== Source ==

A close up of a microphone in front of a crowd

College students are always looking for scholarship opportunities but Southern Illinois University offered something a little more interactive than an essay.

Over the last few weeks, dozens of students have participated in the Speakers Forum to give speeches in the hopes of earning a $1,500 scholarship.

Five finalists were chosen to each receive this prize and they are getting the opportunity to present their speeches publicly tomorrow.

The topic of each speech will be about disinformation and media literacy.

The day will start with SIU Freshman Dorian Sparks who is a healthcare management major.

Her speech is a broad overview of media disinformation with some jokes thrown in to lighten the mood.

“How do I know the truth when I see it? As I look through website after website I’ll start noticing some things. One: this website looks like it might have been made in a basement. Why is it dot cool guy and not dot org or dot gov and why isn’t there any resource at the bottom? This would cause me to question what is truth and my childlike state of mind would naturally spiral but this would also cause me to think maybe this isn’t true” Sparks said.

===
== Entries shown ==

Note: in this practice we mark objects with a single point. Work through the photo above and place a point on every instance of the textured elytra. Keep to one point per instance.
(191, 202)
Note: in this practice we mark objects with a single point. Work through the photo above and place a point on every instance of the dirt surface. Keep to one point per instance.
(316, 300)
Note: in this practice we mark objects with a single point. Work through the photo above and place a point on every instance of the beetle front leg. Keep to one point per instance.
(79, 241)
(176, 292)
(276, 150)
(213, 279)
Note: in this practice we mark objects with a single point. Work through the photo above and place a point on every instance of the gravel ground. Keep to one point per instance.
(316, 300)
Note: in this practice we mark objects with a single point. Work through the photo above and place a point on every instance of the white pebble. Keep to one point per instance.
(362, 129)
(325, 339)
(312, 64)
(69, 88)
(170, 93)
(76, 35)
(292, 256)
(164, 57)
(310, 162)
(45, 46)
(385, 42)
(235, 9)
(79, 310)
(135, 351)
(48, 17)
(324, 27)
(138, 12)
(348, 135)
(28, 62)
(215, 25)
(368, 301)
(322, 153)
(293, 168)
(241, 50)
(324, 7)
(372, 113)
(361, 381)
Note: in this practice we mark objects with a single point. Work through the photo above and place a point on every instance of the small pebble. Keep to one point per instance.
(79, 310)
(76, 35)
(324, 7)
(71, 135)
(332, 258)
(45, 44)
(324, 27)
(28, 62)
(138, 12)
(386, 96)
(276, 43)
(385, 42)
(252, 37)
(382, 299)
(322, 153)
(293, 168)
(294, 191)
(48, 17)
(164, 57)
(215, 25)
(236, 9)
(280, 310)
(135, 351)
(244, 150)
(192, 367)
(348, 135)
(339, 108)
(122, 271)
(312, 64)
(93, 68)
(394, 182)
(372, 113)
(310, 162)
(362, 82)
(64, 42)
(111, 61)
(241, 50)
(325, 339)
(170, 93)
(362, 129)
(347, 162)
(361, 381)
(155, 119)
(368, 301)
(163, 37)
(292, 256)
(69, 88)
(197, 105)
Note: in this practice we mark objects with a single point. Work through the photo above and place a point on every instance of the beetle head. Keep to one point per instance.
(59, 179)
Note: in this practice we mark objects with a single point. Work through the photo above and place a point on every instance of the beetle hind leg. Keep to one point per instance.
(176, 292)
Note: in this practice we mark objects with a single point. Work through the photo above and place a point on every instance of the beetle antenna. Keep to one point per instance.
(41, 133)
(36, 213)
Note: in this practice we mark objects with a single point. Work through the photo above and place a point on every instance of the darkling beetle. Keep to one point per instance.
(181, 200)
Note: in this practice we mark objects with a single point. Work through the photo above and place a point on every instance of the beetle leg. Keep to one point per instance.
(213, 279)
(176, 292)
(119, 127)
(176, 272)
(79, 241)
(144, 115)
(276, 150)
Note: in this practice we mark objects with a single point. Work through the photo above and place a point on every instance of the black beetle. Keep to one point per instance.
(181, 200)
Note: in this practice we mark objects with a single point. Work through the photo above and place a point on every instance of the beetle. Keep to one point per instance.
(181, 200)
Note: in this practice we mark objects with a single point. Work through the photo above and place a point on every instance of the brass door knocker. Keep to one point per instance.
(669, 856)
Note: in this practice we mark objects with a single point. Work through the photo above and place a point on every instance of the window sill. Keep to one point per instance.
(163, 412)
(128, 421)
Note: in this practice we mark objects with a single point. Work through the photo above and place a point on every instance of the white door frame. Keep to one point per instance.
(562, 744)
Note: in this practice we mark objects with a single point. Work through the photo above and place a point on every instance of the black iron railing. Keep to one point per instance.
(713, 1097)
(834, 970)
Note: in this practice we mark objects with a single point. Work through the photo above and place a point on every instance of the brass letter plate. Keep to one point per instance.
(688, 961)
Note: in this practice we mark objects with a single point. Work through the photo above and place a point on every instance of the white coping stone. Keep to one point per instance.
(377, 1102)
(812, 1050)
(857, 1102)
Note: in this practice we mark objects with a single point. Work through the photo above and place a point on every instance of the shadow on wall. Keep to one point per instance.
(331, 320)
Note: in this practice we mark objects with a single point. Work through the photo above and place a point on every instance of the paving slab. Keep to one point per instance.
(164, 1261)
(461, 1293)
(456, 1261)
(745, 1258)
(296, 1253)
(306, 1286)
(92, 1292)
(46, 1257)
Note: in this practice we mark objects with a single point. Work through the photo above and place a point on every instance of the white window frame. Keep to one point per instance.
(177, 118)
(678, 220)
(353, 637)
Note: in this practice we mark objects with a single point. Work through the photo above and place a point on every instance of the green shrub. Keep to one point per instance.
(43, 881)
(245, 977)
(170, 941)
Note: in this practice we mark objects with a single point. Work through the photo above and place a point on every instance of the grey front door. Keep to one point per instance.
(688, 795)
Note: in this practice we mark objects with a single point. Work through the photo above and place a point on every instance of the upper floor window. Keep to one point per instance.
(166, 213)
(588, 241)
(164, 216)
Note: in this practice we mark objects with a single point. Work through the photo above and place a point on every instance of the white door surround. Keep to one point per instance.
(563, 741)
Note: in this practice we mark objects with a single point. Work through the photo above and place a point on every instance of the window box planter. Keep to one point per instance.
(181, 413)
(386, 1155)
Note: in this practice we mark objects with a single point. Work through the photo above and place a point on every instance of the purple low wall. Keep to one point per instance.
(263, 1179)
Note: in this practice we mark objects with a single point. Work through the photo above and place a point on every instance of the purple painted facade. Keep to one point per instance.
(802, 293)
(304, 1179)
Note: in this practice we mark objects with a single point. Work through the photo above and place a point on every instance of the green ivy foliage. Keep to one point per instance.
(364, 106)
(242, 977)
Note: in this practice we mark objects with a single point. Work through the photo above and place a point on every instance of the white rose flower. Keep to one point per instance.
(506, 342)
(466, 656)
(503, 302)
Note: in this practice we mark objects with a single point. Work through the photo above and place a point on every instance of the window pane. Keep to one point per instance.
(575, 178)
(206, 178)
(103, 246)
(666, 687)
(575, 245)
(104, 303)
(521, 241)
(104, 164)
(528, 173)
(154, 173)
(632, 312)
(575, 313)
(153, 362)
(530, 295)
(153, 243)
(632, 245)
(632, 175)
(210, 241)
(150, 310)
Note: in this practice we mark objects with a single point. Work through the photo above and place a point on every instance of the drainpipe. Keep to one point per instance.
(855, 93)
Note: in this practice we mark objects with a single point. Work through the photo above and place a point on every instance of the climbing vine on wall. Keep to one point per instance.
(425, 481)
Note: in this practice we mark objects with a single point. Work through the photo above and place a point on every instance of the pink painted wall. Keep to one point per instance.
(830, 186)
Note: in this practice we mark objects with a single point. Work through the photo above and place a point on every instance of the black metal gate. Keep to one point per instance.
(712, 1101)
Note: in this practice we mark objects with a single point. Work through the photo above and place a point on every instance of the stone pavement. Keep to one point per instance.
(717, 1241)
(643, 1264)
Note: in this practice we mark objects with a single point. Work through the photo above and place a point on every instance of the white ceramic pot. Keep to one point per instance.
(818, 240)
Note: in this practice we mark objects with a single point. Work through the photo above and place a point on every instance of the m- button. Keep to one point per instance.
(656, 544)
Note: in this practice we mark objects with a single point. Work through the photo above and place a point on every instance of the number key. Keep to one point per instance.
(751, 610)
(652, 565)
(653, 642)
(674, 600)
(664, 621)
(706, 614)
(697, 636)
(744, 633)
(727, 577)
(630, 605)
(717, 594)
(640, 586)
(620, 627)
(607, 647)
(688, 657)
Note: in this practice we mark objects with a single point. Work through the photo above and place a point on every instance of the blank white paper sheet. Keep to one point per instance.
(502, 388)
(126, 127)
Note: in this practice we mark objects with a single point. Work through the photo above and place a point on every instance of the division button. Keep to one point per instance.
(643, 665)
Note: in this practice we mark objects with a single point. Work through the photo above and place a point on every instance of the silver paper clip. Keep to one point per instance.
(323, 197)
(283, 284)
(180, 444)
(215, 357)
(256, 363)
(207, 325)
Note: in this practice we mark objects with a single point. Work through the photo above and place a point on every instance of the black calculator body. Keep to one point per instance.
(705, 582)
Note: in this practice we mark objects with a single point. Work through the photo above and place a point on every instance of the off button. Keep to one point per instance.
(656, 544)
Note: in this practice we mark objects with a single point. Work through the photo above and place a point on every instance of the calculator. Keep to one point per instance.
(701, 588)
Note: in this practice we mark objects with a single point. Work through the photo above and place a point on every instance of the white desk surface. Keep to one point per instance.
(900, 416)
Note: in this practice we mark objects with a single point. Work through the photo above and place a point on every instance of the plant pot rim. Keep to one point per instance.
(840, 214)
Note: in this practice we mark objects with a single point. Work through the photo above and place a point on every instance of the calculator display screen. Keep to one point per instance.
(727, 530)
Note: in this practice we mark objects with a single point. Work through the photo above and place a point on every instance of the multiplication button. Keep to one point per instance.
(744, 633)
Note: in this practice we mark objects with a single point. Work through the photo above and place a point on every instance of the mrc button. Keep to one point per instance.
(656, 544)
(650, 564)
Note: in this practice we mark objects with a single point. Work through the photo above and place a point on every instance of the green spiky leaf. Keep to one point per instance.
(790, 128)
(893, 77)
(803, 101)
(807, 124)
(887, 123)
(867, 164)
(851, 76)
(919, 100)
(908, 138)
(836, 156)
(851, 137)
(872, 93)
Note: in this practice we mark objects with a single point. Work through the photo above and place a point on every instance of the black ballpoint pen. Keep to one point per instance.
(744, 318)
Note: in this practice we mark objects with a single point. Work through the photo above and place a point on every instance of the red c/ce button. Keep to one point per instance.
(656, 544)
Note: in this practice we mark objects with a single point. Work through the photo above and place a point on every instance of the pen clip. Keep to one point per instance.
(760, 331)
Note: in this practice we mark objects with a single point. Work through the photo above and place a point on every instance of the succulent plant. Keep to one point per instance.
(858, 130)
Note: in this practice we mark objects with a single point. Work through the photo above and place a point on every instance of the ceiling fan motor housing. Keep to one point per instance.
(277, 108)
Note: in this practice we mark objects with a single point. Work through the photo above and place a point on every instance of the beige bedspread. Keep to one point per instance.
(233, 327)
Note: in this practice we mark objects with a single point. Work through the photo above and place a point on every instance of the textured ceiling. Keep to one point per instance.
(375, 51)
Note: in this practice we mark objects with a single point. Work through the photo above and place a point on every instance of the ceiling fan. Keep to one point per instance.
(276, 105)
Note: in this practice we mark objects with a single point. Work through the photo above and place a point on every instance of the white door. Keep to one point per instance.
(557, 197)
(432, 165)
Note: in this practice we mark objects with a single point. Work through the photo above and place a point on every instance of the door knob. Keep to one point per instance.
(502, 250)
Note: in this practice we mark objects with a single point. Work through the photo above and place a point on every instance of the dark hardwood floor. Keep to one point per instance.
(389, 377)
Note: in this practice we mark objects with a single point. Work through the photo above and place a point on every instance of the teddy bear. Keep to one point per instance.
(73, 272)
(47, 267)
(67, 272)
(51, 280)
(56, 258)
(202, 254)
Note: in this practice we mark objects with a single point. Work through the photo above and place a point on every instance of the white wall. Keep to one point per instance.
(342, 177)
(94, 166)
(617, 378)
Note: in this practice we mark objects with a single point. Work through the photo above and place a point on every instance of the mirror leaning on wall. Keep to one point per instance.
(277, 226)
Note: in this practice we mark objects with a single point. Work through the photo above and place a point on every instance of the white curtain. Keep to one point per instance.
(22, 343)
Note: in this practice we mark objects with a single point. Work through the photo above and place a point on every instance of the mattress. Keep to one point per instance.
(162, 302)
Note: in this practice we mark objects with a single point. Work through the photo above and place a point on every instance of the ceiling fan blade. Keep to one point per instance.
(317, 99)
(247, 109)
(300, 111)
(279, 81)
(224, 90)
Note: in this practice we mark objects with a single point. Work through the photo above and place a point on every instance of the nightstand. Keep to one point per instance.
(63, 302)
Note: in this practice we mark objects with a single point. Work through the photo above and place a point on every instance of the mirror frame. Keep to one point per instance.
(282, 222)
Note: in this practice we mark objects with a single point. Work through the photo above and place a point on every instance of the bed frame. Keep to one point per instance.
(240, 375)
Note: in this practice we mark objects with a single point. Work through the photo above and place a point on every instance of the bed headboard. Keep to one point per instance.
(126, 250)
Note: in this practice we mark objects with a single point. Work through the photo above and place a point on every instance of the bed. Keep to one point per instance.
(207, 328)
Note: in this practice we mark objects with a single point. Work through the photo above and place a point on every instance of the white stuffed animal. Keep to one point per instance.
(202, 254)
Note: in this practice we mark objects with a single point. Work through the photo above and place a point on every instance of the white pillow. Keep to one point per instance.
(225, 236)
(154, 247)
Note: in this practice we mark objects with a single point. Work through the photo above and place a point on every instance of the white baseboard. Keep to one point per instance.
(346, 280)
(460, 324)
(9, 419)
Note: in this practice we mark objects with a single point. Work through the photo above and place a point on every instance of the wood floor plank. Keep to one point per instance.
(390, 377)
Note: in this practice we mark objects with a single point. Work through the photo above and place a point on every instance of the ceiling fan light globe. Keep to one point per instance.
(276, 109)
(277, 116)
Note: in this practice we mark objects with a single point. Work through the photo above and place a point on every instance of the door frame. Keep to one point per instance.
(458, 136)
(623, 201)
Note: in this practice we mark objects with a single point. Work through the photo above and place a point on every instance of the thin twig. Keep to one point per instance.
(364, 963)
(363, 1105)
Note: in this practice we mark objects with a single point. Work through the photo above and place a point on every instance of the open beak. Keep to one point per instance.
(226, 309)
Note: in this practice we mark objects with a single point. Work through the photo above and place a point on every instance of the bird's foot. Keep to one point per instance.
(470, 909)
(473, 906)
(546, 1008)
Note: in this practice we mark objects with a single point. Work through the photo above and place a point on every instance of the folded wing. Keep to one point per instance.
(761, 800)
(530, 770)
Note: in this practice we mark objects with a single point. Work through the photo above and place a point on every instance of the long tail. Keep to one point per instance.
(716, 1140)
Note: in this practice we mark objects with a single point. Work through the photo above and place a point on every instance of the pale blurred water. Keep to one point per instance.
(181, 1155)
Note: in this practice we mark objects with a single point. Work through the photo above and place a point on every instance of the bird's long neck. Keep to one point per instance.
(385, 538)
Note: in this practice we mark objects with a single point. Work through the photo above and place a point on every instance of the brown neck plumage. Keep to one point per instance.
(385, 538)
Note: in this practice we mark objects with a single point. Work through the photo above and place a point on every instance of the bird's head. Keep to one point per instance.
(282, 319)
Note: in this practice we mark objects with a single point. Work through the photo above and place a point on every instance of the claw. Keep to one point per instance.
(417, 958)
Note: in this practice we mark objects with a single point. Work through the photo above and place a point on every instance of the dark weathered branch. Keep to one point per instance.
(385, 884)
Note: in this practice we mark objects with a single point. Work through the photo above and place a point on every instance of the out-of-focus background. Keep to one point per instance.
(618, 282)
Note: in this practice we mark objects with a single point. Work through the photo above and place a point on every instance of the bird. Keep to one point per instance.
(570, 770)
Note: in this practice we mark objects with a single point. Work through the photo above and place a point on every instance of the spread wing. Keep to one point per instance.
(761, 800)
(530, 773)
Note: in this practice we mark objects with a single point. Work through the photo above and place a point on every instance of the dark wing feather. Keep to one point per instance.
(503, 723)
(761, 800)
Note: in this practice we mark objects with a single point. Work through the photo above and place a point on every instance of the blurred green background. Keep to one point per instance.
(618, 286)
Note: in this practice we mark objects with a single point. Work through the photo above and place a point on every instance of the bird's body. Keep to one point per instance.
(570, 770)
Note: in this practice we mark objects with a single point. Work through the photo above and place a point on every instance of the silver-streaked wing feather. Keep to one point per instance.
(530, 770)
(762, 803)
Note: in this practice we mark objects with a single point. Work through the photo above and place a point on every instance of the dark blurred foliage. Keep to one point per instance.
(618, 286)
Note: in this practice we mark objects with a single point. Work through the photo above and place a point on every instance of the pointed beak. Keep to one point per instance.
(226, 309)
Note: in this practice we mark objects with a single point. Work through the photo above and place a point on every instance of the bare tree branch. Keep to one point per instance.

===

◆ **Problems to work on**
1. In the listing, from the line with "pavement. Keep to one point per instance." up to and including the line with "(643, 1264)", swap "stone pavement" for "brick walkway" and give those lines again with nothing else changed.
2. Extend the article about the Southern Illinois University speech scholarship from where it stops.
The listing is unrelated to the article.

◆ **Answers provided**
1.
Note: in this practice we mark objects with a single point. Work through the photo above and place a point on every instance of the brick walkway. Keep to one point per instance.
(717, 1241)
(643, 1264)

2.
She says she wanted to include jokes because she likes laughing so she wanted to pass it along.

“I love laughing. I’m one of those people who will laugh at anything. I feel like whenever you hear about a speaker's forum you’re thinking more about serious speeches, like you're going to really intellectually have to put your mind in but it's okay to start laughing while you're learning. We forget that a lot of times, so I thought it would be good to have some jokes in there while being knowledgeable” Sparks said.

Following Sparks will be Luca Bulleri, a sophomore computer science major at SIU.

He says a big reason why he wanted to be a part of the speakers forum are the memories he has of the speech team he was on in high school.

“So when I heard about this I thought it would be a fun way to get back into it and do it again because I do miss doing that. Also the $1,500 was a pretty good motive for getting me up out of my chair” Bulleri said.

His speech focuses on how AI can cause a lot of disinformation in the media and he focuses on two main factors.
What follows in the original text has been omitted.